REQUIRED TASK: Duplicate all of the data below, line for line, without changing a single character.

>> Start RECORDS PROVIDED

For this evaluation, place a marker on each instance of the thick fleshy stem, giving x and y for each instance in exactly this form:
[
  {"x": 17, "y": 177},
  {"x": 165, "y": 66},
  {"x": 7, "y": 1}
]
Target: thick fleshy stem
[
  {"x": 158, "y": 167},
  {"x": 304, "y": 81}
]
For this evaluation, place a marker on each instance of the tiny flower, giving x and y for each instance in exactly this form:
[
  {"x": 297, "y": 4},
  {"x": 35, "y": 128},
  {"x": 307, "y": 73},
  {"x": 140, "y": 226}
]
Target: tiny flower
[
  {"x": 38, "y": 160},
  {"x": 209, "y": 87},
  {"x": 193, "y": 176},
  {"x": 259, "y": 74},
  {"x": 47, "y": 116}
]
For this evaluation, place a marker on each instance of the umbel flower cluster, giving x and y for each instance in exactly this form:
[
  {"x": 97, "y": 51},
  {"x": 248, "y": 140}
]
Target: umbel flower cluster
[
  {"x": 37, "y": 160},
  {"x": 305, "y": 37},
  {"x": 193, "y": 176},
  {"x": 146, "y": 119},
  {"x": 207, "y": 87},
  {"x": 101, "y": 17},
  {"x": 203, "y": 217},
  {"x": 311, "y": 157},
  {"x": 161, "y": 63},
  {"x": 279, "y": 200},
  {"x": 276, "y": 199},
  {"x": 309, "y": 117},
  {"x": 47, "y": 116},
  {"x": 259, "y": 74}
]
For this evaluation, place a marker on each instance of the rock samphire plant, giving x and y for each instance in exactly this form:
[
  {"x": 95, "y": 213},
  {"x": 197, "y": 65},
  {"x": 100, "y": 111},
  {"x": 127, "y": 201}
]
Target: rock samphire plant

>> End RECORDS PROVIDED

RESPONSE TO THIS EXERCISE:
For this evaluation, place a marker on each instance of the thick fleshy stem, giving x and y for each instance in exactly this form:
[
  {"x": 17, "y": 177},
  {"x": 165, "y": 66},
  {"x": 7, "y": 1}
]
Target: thick fleshy stem
[
  {"x": 158, "y": 167},
  {"x": 304, "y": 81}
]
For this evaluation, place a marker on each instance of the tiny flower, giving x and y for each instance in exactly this form:
[
  {"x": 297, "y": 4},
  {"x": 35, "y": 128},
  {"x": 307, "y": 73},
  {"x": 140, "y": 226}
]
Target: tiny flower
[
  {"x": 38, "y": 160},
  {"x": 209, "y": 87},
  {"x": 193, "y": 176},
  {"x": 259, "y": 74},
  {"x": 47, "y": 116}
]
For this evaluation, place a marker on each instance of the umbel flower cluster, giving x and y for each instance in exactly this form:
[
  {"x": 97, "y": 51},
  {"x": 248, "y": 140}
]
Target: umbel flower cluster
[
  {"x": 37, "y": 160},
  {"x": 305, "y": 37},
  {"x": 193, "y": 176},
  {"x": 146, "y": 119},
  {"x": 207, "y": 87},
  {"x": 101, "y": 17},
  {"x": 203, "y": 217},
  {"x": 311, "y": 157},
  {"x": 161, "y": 63},
  {"x": 279, "y": 200},
  {"x": 276, "y": 199},
  {"x": 309, "y": 117},
  {"x": 47, "y": 116},
  {"x": 259, "y": 74}
]
For this evaluation, place a marker on each instance of the rock samphire plant, giving x and y for each instance in exactly this form:
[
  {"x": 95, "y": 213},
  {"x": 197, "y": 65},
  {"x": 100, "y": 111},
  {"x": 127, "y": 201}
]
Target: rock samphire plant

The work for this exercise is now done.